TÂCHES À RÉALISER:
(A) Dans le texte sur Delfunland, relevez tous les noms de personnes placés entre parenthèses.
(B) Extrayez du texte sur Delfunland le passage situé entre "Ici, l’invasion végétale" et "bandelettes de tissus.", ces deux bornes comprises.

EXTRAIT DU TEXTE:
########

L’ambiance y est désormais inquiétante, est-ce les vestiges d’une utopie rose bonbon ou cette présence envoûtante et oppressante de la végétation qui la confère ?”
Delphine Dénéréaz
Dans l’espace expérimental du sous-sol de la Collection Lambert, Delphine Dénéréaz nous invite à explorer les vestiges de Delfunland, véritable monde enfoui dédié en son temps à l’amour et aux dauphins. Cadillac, fontaine, façades, boutique de souvenir et chambre d’hôtel, sont autant de témoins de la mémoire d’une ville recouverte de plantes ornementales toxiques, devenues incontrôlables.
On pénètre dans cet univers luxuriant comme si l’on venait de traverser le miroir d’Alice (Lewis Caroll) ou de tomber dans la boîte bleue de Rita, non loin de Mulholland Drive (David Lynch). Le décor s’est emparé du réel pour inventer une expérience sensorielle inédite.
Nous revient en mémoire l’existence de végétaux soniques dans un magasin de Vermillon Sand, quelque part entre l’Arizona et la plage d’Ipanema (J.G Ballard) ou encore la présence d’une mystérieuse plante dénommée Audrey Junior, se nourrissant de sang humain dans l’obscure boutique d’un fleuriste américain (Roger Corman).
Ici, l’invasion végétale s’est organisée au rythme des semaines que l’artiste a passé à tisser, selon le procédé technique de la lirette, puisée à même la culture vernaculaire du XVIIème siècle. Le Delphinium pullule désormais sur les restes d’un monde enseveli sous l’ornementation exubérante, où les vestiges de Delfunland s’entrecroisent dans les innombrables bandelettes de tissus.

########

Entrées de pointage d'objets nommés
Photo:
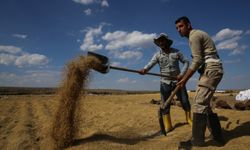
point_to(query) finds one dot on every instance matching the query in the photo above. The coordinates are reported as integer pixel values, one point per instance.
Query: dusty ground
(109, 122)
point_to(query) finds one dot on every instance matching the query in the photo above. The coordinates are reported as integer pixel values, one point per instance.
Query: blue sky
(38, 37)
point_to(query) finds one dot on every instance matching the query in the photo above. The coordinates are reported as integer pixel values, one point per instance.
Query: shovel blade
(103, 62)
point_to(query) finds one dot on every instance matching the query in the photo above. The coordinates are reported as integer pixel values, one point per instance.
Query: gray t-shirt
(169, 64)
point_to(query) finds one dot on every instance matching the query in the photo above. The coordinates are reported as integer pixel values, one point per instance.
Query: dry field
(109, 122)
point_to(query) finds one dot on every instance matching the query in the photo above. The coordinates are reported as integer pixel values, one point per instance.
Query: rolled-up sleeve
(195, 42)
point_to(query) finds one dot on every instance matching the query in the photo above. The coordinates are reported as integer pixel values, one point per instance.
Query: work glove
(179, 77)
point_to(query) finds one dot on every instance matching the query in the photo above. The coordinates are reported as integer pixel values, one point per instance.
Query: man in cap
(168, 59)
(207, 62)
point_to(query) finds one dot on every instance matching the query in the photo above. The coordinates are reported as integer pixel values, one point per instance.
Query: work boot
(188, 117)
(198, 132)
(215, 128)
(167, 122)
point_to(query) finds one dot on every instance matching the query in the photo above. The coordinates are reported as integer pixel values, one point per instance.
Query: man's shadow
(120, 140)
(129, 141)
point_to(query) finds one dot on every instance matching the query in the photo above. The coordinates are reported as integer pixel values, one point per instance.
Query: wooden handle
(170, 98)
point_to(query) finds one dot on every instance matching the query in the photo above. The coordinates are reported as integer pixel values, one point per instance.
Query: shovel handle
(170, 98)
(136, 71)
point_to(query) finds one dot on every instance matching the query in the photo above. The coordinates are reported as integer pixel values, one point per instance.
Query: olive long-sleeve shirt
(203, 49)
(169, 63)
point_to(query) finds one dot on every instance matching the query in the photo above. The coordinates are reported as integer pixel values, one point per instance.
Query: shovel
(104, 66)
(163, 107)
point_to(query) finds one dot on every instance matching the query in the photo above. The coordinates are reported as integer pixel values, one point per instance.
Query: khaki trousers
(206, 87)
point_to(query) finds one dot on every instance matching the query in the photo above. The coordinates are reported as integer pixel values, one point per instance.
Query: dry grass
(65, 121)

########

RÉPONSES RÉDIGÉES:
(A) Lewis Caroll, David Lynch, J.G Ballard, Roger Corman

(B)
Ici, l’invasion végétale s’est organisée au rythme des semaines que l’artiste a passé à tisser, selon le procédé technique de la lirette, puisée à même la culture vernaculaire du XVIIème siècle. Le Delphinium pullule désormais sur les restes d’un monde enseveli sous l’ornementation exubérante, où les vestiges de Delfunland s’entrecroisent dans les innombrables bandelettes de tissus.